Objective 1
In the text about the Anthropocene, in what year did the term "Anthropocene" gain prominence?

A comparison of forest cover before the British established a colony in New Zealand (left) versus today (right). Image: Decolonial Atlas
We currently live in an epoch that geologists call the Holocene, which began soon after the last major ice age ended around 11,700 years ago. But for over two decades, some scientists have argued that the label is far too antiquated. In 2000, the term “Anthropocene” — ‘anthropo’ for human and ‘cene’ for new — gained prominence. It highlights how human activities dominate the Earth’s land, atmosphere, and oceans, significantly impacting its climate and natural ecosystems.
To date, researchers have mentioned the Anthropocene Epoch as the latest geological period in more than 1,300 scientific papers. While the scientific community has been debating over which year the Anthropocene Epoch began, several Indigenous and Black scholars have shot back against the term.
The problem, some scholars say, is that the term assumes the climate crisis is caused by universal human nature, rather than the actions of a minority of colonialists, capitalists, and patriarchs. And the implication that the Earth was stable until around 1950, when the ‘Anthropocene’ supposedly began, denies the history of people who have been exploited by those systems for centuries.
Indigenous scholars have further addressed how the term stands for colonialist ideologies that sever the deep ties and interconnections between humans, plants, animals, and the soil.

Objective 2
Count the lines in the records that contain the string "knife" and give only that number.

Provided data
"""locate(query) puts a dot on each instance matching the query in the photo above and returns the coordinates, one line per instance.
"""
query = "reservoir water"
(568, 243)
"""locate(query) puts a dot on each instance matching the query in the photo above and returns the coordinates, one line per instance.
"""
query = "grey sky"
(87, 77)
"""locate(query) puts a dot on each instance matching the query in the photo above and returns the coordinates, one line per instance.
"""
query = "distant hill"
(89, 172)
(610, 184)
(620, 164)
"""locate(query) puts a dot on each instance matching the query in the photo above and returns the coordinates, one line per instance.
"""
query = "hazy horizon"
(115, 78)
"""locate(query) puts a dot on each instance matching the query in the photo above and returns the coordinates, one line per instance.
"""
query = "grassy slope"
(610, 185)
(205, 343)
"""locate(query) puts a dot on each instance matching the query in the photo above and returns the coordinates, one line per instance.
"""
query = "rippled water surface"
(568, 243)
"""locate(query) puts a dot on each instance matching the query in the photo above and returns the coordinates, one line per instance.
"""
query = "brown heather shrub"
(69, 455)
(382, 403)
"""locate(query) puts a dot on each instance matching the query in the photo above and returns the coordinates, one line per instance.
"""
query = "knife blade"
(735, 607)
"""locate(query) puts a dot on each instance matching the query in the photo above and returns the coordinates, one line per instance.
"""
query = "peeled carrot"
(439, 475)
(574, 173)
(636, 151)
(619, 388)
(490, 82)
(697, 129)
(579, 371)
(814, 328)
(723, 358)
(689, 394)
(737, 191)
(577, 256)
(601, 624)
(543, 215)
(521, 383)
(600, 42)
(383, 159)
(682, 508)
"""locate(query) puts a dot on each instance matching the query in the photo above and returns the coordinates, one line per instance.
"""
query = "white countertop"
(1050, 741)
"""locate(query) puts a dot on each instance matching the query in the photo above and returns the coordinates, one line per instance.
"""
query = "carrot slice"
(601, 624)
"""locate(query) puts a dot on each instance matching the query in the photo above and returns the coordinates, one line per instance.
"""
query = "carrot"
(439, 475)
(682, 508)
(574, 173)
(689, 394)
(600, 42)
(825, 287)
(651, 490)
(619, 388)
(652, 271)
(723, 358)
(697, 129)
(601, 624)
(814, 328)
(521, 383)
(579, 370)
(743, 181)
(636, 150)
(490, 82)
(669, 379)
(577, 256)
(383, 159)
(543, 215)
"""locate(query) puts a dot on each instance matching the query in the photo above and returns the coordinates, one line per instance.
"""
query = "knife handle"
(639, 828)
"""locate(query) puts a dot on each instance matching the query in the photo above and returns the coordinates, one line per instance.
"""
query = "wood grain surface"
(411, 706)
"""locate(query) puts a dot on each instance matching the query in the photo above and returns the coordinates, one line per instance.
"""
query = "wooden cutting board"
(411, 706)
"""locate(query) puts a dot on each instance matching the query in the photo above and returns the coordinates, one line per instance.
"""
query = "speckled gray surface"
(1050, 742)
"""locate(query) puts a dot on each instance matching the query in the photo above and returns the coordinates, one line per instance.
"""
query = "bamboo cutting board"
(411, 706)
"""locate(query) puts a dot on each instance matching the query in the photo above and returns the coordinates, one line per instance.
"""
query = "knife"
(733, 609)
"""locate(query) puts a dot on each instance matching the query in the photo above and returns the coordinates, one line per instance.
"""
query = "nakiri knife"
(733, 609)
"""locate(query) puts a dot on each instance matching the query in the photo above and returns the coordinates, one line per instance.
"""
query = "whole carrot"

Exercise solution 1
2000

Exercise solution 2
4